## Given exercise
Reproduce the records word for word, starting at the line containing "The client would like the car windshield" and stopping after the line containing "[370,545,495,647]".

## Given information
───

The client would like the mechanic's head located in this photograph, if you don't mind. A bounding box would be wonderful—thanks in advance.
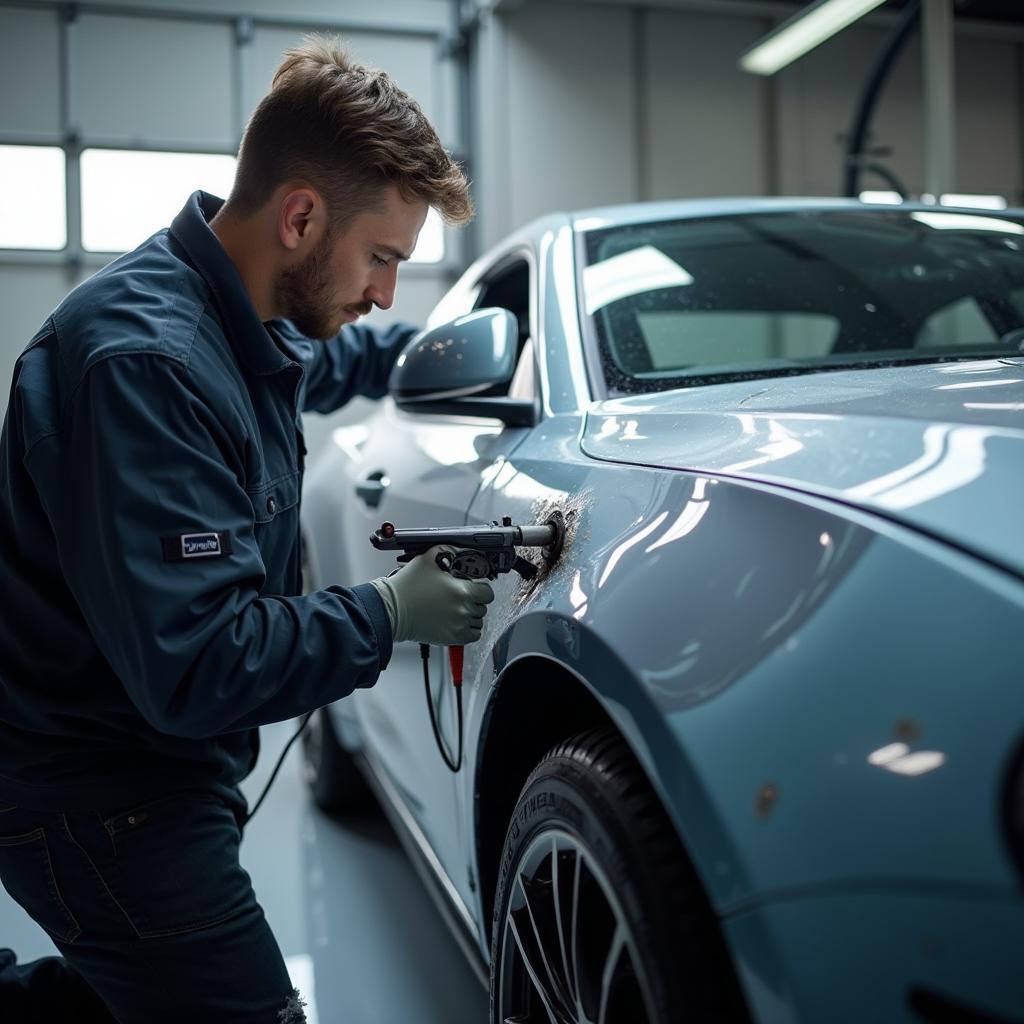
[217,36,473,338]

───

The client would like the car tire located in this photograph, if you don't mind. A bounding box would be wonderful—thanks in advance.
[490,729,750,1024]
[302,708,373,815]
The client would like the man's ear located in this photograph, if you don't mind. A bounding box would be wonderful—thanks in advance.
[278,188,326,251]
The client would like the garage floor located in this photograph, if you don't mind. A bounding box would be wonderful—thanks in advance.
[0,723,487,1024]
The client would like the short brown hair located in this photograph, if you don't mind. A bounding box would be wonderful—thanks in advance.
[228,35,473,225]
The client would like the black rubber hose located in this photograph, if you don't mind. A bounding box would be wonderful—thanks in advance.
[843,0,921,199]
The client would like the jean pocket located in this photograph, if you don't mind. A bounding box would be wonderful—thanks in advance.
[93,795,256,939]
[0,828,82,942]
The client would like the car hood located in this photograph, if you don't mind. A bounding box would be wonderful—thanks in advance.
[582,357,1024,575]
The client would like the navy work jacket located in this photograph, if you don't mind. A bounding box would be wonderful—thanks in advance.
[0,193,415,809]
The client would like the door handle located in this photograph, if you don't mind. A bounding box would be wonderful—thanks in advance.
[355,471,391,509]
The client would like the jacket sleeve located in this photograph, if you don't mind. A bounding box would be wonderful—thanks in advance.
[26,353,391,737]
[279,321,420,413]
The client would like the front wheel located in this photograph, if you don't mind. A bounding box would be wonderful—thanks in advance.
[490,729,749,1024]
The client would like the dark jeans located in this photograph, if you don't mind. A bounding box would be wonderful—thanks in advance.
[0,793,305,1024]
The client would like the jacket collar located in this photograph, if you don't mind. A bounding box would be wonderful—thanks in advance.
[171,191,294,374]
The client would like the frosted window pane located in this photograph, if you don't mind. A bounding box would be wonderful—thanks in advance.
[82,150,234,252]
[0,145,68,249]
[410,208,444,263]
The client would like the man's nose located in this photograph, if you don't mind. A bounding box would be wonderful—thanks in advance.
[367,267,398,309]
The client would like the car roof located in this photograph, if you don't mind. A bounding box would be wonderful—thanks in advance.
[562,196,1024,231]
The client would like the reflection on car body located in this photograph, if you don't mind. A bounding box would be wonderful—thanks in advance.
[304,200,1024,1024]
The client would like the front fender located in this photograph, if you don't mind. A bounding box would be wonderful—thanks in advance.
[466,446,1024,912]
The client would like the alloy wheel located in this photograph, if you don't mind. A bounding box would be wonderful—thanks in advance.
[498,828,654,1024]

───

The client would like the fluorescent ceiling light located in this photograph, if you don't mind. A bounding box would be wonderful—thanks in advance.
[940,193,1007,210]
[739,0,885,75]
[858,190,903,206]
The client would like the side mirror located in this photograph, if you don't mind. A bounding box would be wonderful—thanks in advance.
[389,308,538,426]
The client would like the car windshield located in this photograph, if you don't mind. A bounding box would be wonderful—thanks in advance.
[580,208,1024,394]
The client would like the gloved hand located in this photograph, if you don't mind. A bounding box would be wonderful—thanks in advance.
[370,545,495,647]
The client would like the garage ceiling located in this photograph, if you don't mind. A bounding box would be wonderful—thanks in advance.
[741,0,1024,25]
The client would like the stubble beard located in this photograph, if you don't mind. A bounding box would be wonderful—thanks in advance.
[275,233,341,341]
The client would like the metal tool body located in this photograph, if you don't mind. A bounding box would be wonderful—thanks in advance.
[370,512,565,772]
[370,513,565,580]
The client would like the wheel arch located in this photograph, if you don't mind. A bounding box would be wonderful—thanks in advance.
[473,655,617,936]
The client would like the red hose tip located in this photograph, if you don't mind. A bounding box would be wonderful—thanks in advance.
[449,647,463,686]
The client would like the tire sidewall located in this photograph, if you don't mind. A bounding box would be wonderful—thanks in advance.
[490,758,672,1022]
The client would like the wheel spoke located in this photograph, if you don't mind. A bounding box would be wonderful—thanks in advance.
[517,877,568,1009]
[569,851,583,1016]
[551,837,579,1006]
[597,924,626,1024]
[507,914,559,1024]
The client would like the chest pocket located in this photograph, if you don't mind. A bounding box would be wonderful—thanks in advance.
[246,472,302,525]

───

## Task response
The client would like the car windshield located in this photograph, if you don't mind. A bounding box would be wonderful—thanks in advance.
[580,208,1024,394]
The client would like the gloved hand located in this photograph, if you don't mind. A bounding box would be wonderful—thanks in advance.
[370,545,495,647]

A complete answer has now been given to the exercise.